►
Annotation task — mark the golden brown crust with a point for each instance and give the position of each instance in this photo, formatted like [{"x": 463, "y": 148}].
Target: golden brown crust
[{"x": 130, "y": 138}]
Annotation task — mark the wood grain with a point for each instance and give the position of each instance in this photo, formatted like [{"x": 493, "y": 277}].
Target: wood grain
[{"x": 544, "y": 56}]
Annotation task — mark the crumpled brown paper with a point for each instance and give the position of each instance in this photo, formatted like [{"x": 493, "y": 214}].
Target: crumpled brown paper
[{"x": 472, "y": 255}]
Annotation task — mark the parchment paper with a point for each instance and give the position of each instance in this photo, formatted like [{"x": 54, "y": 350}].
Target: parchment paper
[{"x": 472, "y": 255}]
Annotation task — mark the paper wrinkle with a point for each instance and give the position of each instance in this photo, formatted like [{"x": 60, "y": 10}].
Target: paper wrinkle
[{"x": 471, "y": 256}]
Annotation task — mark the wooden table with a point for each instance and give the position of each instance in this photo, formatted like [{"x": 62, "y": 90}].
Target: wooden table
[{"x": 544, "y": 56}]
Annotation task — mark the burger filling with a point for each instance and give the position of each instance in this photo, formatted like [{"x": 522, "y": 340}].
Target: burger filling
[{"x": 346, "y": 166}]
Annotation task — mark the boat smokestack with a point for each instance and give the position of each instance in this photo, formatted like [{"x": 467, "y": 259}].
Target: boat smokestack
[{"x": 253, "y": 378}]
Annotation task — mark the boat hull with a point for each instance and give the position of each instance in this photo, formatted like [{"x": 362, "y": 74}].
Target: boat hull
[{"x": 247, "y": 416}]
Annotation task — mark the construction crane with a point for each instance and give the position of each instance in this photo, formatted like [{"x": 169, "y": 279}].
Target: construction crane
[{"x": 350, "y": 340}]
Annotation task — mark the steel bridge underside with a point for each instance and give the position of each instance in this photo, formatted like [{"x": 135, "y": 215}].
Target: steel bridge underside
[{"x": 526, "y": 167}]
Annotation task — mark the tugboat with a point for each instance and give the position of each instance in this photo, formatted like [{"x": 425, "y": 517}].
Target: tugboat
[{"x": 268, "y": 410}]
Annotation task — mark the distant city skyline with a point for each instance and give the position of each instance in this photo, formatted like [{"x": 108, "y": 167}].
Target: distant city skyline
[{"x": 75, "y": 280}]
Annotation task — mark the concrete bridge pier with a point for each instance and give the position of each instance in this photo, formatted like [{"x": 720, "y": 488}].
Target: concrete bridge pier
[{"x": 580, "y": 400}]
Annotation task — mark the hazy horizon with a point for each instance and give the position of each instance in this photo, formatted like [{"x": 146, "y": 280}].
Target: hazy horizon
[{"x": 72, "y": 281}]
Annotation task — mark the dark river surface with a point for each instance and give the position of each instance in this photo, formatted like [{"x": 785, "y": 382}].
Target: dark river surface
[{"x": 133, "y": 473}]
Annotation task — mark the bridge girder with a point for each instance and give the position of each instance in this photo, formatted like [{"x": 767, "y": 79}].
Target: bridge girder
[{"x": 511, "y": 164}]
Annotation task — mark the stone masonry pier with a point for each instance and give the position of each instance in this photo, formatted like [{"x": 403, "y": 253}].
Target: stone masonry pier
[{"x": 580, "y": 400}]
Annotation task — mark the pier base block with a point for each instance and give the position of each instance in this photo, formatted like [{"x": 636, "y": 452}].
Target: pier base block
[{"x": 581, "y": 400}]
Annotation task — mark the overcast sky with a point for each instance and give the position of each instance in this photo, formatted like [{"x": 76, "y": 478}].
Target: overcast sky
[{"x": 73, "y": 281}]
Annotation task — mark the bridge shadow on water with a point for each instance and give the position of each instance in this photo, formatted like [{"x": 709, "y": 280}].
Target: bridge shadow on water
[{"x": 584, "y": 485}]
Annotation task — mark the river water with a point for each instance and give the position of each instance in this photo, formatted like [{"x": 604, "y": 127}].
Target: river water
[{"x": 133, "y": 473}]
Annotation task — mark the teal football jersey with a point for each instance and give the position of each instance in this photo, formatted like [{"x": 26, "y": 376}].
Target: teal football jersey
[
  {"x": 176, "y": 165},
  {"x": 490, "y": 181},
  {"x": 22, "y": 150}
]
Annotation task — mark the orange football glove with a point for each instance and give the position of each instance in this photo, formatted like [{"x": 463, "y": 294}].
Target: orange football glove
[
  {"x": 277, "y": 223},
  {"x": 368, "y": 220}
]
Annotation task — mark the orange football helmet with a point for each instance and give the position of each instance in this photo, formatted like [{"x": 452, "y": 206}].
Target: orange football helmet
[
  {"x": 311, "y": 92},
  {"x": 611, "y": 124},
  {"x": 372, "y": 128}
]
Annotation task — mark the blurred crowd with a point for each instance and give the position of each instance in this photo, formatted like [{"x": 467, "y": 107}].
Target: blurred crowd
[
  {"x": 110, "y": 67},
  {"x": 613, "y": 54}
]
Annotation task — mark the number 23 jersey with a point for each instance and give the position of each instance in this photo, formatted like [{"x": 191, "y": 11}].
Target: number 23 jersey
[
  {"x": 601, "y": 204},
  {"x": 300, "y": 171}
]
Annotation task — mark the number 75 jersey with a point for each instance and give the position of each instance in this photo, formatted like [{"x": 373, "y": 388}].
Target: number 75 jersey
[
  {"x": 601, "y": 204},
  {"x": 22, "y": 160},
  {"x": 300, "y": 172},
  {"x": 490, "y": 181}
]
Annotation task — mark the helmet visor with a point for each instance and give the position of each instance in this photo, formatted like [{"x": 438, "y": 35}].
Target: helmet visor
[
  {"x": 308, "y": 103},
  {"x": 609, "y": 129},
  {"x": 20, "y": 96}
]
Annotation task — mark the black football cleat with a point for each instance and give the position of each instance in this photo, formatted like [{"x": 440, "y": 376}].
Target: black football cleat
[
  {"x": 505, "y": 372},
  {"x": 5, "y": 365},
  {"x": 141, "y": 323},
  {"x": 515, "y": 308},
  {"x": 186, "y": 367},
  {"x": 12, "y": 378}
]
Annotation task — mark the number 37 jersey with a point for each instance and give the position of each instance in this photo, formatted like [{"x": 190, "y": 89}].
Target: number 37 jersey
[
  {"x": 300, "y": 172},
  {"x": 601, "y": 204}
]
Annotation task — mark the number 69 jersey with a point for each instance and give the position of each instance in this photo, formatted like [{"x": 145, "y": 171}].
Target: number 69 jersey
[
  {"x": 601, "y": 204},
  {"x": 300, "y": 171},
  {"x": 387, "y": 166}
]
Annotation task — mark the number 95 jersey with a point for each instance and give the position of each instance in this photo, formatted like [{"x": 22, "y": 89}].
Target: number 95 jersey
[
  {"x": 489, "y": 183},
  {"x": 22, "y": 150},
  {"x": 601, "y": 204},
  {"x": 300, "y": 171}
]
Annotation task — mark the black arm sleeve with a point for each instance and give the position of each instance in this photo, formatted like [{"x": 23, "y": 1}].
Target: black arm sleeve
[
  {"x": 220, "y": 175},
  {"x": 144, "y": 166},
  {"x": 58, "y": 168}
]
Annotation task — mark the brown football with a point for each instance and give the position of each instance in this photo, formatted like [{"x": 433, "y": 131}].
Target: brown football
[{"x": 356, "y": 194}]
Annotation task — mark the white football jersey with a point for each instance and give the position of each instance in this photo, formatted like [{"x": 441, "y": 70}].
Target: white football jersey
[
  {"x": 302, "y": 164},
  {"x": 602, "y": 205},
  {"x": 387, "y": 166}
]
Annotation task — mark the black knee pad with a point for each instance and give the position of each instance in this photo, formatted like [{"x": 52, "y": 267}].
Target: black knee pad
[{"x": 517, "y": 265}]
◄
Task brief: Put everything from the line containing "Annotation task — mark the black knee" down to the end of the records into a Markdown table with the columns Row and Line, one numbered row per line and no rows for blank lines.

Output for this exercise:
| Row | Line |
|---|---|
| 1 | Annotation task — mark the black knee pad with a point for each instance and give the position of each instance in this photo, formatted like [{"x": 52, "y": 267}]. |
| 2 | Target: black knee pad |
| 3 | [{"x": 517, "y": 265}] |